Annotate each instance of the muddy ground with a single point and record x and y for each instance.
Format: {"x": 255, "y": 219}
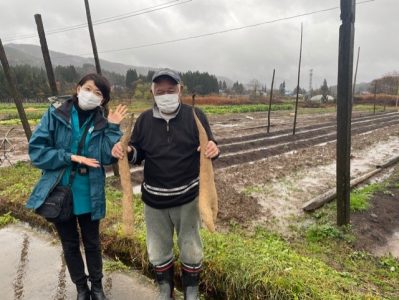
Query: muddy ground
{"x": 266, "y": 178}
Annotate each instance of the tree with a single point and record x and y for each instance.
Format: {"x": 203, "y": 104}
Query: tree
{"x": 324, "y": 89}
{"x": 131, "y": 77}
{"x": 150, "y": 74}
{"x": 238, "y": 88}
{"x": 200, "y": 83}
{"x": 281, "y": 89}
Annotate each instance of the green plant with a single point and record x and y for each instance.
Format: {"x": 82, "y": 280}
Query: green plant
{"x": 7, "y": 219}
{"x": 360, "y": 197}
{"x": 114, "y": 265}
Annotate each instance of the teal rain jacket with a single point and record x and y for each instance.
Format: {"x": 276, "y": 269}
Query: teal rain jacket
{"x": 50, "y": 150}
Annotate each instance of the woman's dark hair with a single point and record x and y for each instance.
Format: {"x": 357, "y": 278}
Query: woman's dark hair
{"x": 101, "y": 83}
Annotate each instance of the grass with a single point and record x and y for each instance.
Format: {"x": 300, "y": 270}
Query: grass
{"x": 238, "y": 264}
{"x": 360, "y": 198}
{"x": 114, "y": 265}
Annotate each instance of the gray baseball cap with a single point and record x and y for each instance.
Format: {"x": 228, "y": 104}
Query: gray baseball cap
{"x": 167, "y": 72}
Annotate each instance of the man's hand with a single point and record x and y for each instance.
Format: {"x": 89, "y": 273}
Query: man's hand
{"x": 211, "y": 150}
{"x": 118, "y": 115}
{"x": 117, "y": 150}
{"x": 82, "y": 160}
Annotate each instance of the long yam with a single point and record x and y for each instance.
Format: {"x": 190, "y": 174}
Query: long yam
{"x": 208, "y": 200}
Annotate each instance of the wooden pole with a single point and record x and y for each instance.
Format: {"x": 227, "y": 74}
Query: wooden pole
{"x": 14, "y": 93}
{"x": 126, "y": 182}
{"x": 354, "y": 81}
{"x": 297, "y": 87}
{"x": 92, "y": 37}
{"x": 46, "y": 55}
{"x": 375, "y": 96}
{"x": 397, "y": 98}
{"x": 270, "y": 102}
{"x": 344, "y": 109}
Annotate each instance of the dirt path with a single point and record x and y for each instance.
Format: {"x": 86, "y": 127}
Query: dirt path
{"x": 32, "y": 268}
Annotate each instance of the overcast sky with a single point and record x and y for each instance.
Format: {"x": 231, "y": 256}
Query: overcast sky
{"x": 240, "y": 55}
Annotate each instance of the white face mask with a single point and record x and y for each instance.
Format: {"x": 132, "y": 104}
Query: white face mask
{"x": 167, "y": 103}
{"x": 88, "y": 100}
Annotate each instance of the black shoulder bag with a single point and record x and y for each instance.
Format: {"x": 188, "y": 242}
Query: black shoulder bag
{"x": 58, "y": 205}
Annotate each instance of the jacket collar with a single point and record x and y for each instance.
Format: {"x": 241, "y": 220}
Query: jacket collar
{"x": 64, "y": 109}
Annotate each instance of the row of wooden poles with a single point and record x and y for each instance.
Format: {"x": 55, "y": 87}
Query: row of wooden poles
{"x": 47, "y": 62}
{"x": 344, "y": 95}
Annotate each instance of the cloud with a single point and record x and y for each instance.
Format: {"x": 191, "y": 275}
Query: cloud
{"x": 241, "y": 55}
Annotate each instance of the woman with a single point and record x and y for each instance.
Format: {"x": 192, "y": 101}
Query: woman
{"x": 53, "y": 149}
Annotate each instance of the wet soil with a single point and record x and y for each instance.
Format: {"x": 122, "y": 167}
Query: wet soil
{"x": 377, "y": 229}
{"x": 266, "y": 178}
{"x": 32, "y": 267}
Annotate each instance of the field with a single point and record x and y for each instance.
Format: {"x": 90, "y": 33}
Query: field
{"x": 263, "y": 180}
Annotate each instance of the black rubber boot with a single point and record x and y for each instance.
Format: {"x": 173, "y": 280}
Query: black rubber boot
{"x": 83, "y": 292}
{"x": 164, "y": 275}
{"x": 190, "y": 281}
{"x": 97, "y": 292}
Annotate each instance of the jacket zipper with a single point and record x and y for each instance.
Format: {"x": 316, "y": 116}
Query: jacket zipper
{"x": 57, "y": 181}
{"x": 167, "y": 131}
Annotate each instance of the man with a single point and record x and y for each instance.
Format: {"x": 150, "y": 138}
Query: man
{"x": 166, "y": 137}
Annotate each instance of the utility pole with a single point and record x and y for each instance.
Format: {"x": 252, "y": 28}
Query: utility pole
{"x": 92, "y": 38}
{"x": 46, "y": 55}
{"x": 354, "y": 81}
{"x": 299, "y": 76}
{"x": 14, "y": 93}
{"x": 310, "y": 83}
{"x": 344, "y": 109}
{"x": 270, "y": 102}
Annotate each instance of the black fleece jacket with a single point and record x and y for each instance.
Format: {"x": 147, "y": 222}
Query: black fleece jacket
{"x": 169, "y": 149}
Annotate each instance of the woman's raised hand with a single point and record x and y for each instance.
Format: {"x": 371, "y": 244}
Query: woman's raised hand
{"x": 118, "y": 114}
{"x": 82, "y": 160}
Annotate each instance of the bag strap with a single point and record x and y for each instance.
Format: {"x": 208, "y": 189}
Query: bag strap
{"x": 80, "y": 147}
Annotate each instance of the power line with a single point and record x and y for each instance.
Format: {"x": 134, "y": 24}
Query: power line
{"x": 103, "y": 20}
{"x": 221, "y": 31}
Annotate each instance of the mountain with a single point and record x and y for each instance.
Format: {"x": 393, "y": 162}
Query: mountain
{"x": 19, "y": 54}
{"x": 32, "y": 55}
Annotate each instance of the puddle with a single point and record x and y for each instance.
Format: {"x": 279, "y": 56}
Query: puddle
{"x": 32, "y": 267}
{"x": 392, "y": 246}
{"x": 283, "y": 199}
{"x": 19, "y": 279}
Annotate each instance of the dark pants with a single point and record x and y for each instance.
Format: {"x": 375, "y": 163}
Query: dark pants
{"x": 69, "y": 235}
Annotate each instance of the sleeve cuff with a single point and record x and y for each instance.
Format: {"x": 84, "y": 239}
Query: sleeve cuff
{"x": 132, "y": 157}
{"x": 68, "y": 158}
{"x": 113, "y": 126}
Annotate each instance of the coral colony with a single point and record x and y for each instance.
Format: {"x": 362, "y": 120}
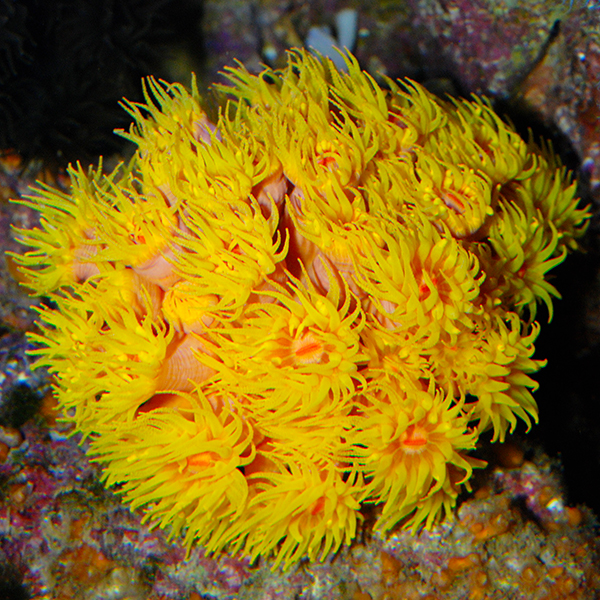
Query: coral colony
{"x": 316, "y": 303}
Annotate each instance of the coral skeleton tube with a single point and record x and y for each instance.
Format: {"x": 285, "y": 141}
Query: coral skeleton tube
{"x": 315, "y": 302}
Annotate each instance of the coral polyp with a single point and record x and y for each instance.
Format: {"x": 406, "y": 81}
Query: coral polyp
{"x": 318, "y": 302}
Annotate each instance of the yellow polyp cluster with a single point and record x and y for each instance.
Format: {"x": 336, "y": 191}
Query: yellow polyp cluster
{"x": 317, "y": 303}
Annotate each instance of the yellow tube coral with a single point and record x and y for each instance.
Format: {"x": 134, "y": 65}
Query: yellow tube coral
{"x": 318, "y": 302}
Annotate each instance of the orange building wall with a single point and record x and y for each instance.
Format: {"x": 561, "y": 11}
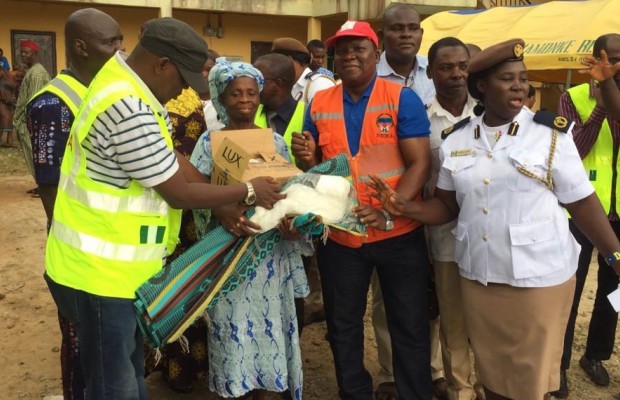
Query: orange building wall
{"x": 239, "y": 29}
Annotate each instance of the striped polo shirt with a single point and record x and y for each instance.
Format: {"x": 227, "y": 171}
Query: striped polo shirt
{"x": 125, "y": 143}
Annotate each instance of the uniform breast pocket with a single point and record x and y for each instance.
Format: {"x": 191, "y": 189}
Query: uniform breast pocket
{"x": 526, "y": 163}
{"x": 461, "y": 247}
{"x": 462, "y": 171}
{"x": 535, "y": 250}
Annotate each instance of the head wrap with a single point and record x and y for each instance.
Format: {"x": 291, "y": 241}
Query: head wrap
{"x": 29, "y": 44}
{"x": 222, "y": 73}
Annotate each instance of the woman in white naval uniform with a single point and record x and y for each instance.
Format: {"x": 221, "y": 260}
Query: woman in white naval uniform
{"x": 506, "y": 175}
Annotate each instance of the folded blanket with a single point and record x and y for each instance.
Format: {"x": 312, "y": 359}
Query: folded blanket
{"x": 169, "y": 302}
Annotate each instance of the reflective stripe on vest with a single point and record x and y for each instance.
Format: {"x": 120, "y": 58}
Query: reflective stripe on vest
{"x": 68, "y": 89}
{"x": 104, "y": 249}
{"x": 598, "y": 163}
{"x": 379, "y": 151}
{"x": 296, "y": 124}
{"x": 107, "y": 240}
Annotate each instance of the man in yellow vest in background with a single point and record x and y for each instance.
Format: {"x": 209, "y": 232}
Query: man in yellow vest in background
{"x": 278, "y": 109}
{"x": 383, "y": 129}
{"x": 92, "y": 37}
{"x": 117, "y": 210}
{"x": 597, "y": 137}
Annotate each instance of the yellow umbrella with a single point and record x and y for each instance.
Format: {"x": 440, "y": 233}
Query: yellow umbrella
{"x": 557, "y": 35}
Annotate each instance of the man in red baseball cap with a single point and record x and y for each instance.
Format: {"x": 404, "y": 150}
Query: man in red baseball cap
{"x": 35, "y": 79}
{"x": 383, "y": 128}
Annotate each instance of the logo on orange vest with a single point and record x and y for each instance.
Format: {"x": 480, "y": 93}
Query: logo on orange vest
{"x": 385, "y": 123}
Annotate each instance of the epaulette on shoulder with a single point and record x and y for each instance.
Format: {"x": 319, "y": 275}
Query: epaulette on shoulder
{"x": 552, "y": 120}
{"x": 448, "y": 131}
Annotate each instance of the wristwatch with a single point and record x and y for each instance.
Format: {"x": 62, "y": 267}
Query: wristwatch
{"x": 612, "y": 258}
{"x": 250, "y": 198}
{"x": 389, "y": 222}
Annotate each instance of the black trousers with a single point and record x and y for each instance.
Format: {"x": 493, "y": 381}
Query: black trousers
{"x": 602, "y": 330}
{"x": 402, "y": 266}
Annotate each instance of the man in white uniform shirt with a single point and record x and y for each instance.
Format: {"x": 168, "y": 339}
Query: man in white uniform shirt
{"x": 307, "y": 82}
{"x": 401, "y": 35}
{"x": 448, "y": 60}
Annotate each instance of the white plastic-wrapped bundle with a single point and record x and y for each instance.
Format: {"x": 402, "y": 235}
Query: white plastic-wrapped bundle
{"x": 324, "y": 195}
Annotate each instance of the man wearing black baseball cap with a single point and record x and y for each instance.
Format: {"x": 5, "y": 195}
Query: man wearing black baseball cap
{"x": 117, "y": 212}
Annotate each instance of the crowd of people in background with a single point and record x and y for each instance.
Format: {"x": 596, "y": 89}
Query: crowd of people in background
{"x": 463, "y": 190}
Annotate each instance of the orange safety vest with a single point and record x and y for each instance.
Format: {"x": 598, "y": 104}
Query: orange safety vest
{"x": 379, "y": 152}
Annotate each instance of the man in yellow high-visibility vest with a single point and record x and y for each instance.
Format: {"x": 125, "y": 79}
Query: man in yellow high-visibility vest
{"x": 116, "y": 215}
{"x": 597, "y": 137}
{"x": 50, "y": 114}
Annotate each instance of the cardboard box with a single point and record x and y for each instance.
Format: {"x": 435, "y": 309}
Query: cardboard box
{"x": 241, "y": 155}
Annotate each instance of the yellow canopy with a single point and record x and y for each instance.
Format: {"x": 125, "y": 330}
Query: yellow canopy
{"x": 557, "y": 35}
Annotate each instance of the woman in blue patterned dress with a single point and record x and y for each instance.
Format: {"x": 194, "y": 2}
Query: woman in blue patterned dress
{"x": 253, "y": 336}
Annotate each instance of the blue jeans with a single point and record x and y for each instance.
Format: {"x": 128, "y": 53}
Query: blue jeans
{"x": 111, "y": 349}
{"x": 402, "y": 267}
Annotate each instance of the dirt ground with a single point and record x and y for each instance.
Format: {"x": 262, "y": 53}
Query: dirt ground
{"x": 30, "y": 338}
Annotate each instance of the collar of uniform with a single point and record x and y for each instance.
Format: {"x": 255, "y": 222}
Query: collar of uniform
{"x": 155, "y": 105}
{"x": 385, "y": 69}
{"x": 286, "y": 110}
{"x": 434, "y": 108}
{"x": 366, "y": 93}
{"x": 302, "y": 79}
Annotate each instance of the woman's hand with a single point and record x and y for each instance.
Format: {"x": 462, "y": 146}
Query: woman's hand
{"x": 232, "y": 219}
{"x": 391, "y": 201}
{"x": 304, "y": 148}
{"x": 286, "y": 229}
{"x": 602, "y": 69}
{"x": 371, "y": 217}
{"x": 267, "y": 190}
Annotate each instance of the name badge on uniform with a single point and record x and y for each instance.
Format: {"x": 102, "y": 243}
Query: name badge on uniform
{"x": 460, "y": 153}
{"x": 592, "y": 176}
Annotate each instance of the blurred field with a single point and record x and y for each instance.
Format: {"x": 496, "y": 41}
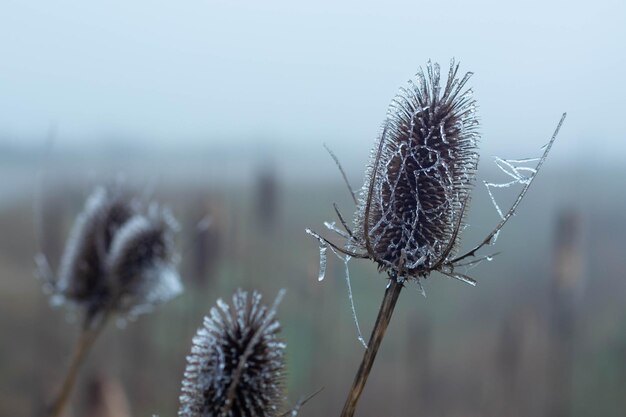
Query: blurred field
{"x": 543, "y": 333}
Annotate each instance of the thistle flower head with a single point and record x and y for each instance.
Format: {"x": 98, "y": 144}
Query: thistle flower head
{"x": 118, "y": 257}
{"x": 420, "y": 174}
{"x": 237, "y": 362}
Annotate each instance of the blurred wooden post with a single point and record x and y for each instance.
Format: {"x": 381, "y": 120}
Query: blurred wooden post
{"x": 566, "y": 291}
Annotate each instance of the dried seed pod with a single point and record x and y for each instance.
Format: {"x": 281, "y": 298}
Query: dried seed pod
{"x": 237, "y": 363}
{"x": 118, "y": 258}
{"x": 142, "y": 260}
{"x": 83, "y": 265}
{"x": 418, "y": 181}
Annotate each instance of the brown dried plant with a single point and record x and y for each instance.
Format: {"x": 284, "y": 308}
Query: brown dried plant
{"x": 412, "y": 206}
{"x": 120, "y": 259}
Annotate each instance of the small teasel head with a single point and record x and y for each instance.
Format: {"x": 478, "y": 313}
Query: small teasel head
{"x": 119, "y": 257}
{"x": 237, "y": 363}
{"x": 421, "y": 171}
{"x": 83, "y": 265}
{"x": 142, "y": 261}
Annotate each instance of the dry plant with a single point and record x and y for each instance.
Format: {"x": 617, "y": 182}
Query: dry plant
{"x": 237, "y": 363}
{"x": 119, "y": 260}
{"x": 412, "y": 206}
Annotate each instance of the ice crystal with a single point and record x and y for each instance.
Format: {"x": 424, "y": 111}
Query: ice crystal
{"x": 237, "y": 363}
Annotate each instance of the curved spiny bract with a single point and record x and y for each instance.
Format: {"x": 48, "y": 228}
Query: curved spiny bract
{"x": 237, "y": 364}
{"x": 420, "y": 175}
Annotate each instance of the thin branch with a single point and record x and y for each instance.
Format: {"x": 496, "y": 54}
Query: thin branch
{"x": 85, "y": 342}
{"x": 519, "y": 198}
{"x": 343, "y": 174}
{"x": 378, "y": 333}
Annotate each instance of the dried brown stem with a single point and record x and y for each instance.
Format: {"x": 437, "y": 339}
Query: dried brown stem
{"x": 88, "y": 336}
{"x": 382, "y": 321}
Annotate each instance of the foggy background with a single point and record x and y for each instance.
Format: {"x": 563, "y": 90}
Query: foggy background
{"x": 221, "y": 108}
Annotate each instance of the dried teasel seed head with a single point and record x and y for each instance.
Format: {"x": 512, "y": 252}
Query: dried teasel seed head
{"x": 420, "y": 175}
{"x": 237, "y": 363}
{"x": 142, "y": 261}
{"x": 83, "y": 265}
{"x": 119, "y": 257}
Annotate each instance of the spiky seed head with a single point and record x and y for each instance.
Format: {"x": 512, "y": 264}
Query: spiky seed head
{"x": 420, "y": 175}
{"x": 83, "y": 264}
{"x": 118, "y": 257}
{"x": 237, "y": 363}
{"x": 142, "y": 260}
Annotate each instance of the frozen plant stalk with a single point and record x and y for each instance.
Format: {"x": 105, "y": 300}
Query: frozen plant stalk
{"x": 417, "y": 187}
{"x": 120, "y": 260}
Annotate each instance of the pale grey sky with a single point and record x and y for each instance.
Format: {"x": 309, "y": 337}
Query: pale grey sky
{"x": 303, "y": 73}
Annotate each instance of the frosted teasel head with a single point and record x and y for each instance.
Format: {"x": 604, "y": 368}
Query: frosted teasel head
{"x": 119, "y": 257}
{"x": 237, "y": 363}
{"x": 411, "y": 209}
{"x": 420, "y": 175}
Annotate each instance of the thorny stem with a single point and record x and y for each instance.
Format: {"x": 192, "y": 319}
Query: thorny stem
{"x": 382, "y": 321}
{"x": 85, "y": 341}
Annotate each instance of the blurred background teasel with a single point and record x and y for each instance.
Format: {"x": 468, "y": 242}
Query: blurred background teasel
{"x": 219, "y": 110}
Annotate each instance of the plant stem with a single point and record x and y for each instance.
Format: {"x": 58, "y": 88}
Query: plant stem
{"x": 85, "y": 341}
{"x": 382, "y": 321}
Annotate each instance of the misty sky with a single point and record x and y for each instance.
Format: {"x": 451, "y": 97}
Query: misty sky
{"x": 303, "y": 73}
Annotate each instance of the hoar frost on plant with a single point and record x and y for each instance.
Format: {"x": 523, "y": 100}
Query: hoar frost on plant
{"x": 120, "y": 257}
{"x": 237, "y": 363}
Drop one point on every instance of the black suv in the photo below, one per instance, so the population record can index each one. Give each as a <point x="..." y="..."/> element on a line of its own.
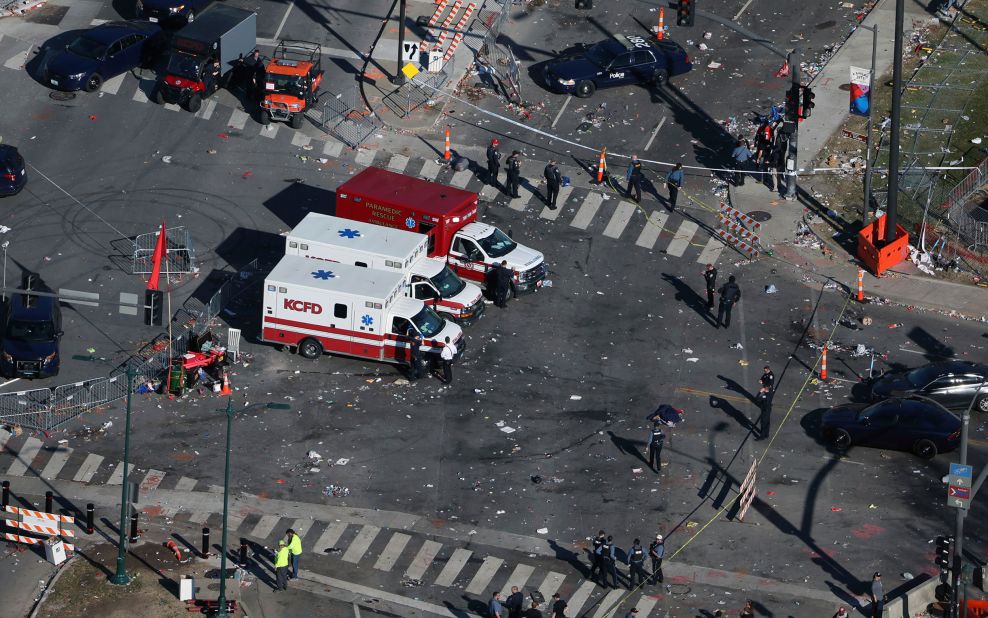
<point x="32" y="326"/>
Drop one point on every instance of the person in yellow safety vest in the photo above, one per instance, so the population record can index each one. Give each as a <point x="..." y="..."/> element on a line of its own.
<point x="295" y="547"/>
<point x="281" y="566"/>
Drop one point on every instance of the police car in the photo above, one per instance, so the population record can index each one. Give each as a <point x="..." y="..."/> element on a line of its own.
<point x="617" y="61"/>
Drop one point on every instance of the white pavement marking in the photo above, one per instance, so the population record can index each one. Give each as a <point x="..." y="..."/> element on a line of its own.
<point x="25" y="456"/>
<point x="609" y="603"/>
<point x="587" y="211"/>
<point x="422" y="560"/>
<point x="453" y="567"/>
<point x="396" y="545"/>
<point x="461" y="178"/>
<point x="56" y="463"/>
<point x="265" y="526"/>
<point x="398" y="163"/>
<point x="484" y="575"/>
<point x="112" y="85"/>
<point x="238" y="119"/>
<point x="653" y="227"/>
<point x="360" y="544"/>
<point x="560" y="112"/>
<point x="88" y="469"/>
<point x="655" y="132"/>
<point x="619" y="220"/>
<point x="579" y="598"/>
<point x="711" y="251"/>
<point x="682" y="238"/>
<point x="519" y="577"/>
<point x="329" y="537"/>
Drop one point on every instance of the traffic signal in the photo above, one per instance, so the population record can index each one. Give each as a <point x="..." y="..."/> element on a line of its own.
<point x="808" y="103"/>
<point x="942" y="559"/>
<point x="685" y="13"/>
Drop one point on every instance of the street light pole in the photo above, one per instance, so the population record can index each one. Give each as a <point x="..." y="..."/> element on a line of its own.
<point x="120" y="578"/>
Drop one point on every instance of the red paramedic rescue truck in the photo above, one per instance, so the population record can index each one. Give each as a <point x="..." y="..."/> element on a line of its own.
<point x="448" y="215"/>
<point x="317" y="306"/>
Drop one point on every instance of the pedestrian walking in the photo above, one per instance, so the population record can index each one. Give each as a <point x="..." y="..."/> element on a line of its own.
<point x="446" y="355"/>
<point x="674" y="182"/>
<point x="636" y="565"/>
<point x="494" y="607"/>
<point x="741" y="155"/>
<point x="655" y="440"/>
<point x="877" y="595"/>
<point x="281" y="560"/>
<point x="558" y="607"/>
<point x="635" y="176"/>
<point x="514" y="173"/>
<point x="493" y="162"/>
<point x="657" y="551"/>
<point x="295" y="547"/>
<point x="710" y="279"/>
<point x="553" y="180"/>
<point x="730" y="294"/>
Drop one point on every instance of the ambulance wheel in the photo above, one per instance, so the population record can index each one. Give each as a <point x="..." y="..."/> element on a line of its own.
<point x="310" y="348"/>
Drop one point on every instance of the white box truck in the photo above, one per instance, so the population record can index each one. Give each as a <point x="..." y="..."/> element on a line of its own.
<point x="430" y="280"/>
<point x="316" y="306"/>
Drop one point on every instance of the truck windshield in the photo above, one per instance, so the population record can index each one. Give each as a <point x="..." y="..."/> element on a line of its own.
<point x="497" y="244"/>
<point x="448" y="283"/>
<point x="428" y="322"/>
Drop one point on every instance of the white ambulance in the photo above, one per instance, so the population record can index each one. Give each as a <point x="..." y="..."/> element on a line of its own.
<point x="316" y="306"/>
<point x="430" y="280"/>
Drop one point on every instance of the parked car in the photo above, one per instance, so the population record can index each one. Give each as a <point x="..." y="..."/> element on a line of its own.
<point x="952" y="384"/>
<point x="13" y="174"/>
<point x="914" y="424"/>
<point x="104" y="52"/>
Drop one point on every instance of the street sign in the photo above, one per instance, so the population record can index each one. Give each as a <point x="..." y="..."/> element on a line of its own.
<point x="959" y="486"/>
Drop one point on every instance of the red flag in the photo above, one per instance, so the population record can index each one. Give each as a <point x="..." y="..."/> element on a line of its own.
<point x="159" y="254"/>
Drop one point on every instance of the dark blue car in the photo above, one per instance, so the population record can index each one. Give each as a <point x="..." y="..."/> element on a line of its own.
<point x="13" y="175"/>
<point x="104" y="52"/>
<point x="616" y="62"/>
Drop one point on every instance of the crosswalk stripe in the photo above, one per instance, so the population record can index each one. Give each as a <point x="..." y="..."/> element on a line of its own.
<point x="238" y="119"/>
<point x="112" y="85"/>
<point x="519" y="577"/>
<point x="56" y="463"/>
<point x="453" y="567"/>
<point x="682" y="238"/>
<point x="619" y="220"/>
<point x="396" y="545"/>
<point x="610" y="601"/>
<point x="484" y="575"/>
<point x="422" y="560"/>
<point x="398" y="163"/>
<point x="711" y="251"/>
<point x="88" y="469"/>
<point x="25" y="456"/>
<point x="653" y="227"/>
<point x="360" y="544"/>
<point x="579" y="598"/>
<point x="329" y="537"/>
<point x="587" y="210"/>
<point x="265" y="526"/>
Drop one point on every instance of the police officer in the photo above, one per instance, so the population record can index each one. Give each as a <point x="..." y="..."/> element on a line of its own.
<point x="493" y="162"/>
<point x="657" y="551"/>
<point x="514" y="173"/>
<point x="634" y="177"/>
<point x="636" y="564"/>
<point x="552" y="181"/>
<point x="655" y="440"/>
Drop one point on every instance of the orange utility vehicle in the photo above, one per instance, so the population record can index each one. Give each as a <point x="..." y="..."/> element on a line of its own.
<point x="291" y="80"/>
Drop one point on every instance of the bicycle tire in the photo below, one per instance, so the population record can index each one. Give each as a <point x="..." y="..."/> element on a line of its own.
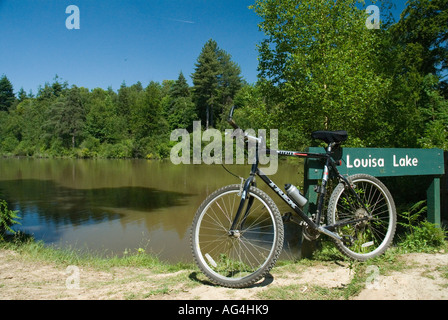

--- Exercise brief ---
List every line in the rows above that contains the word "pale".

--- Result ---
Annotate each instance of the pale grey sky with a single point and record x and y for each instance.
Query: pale grey sky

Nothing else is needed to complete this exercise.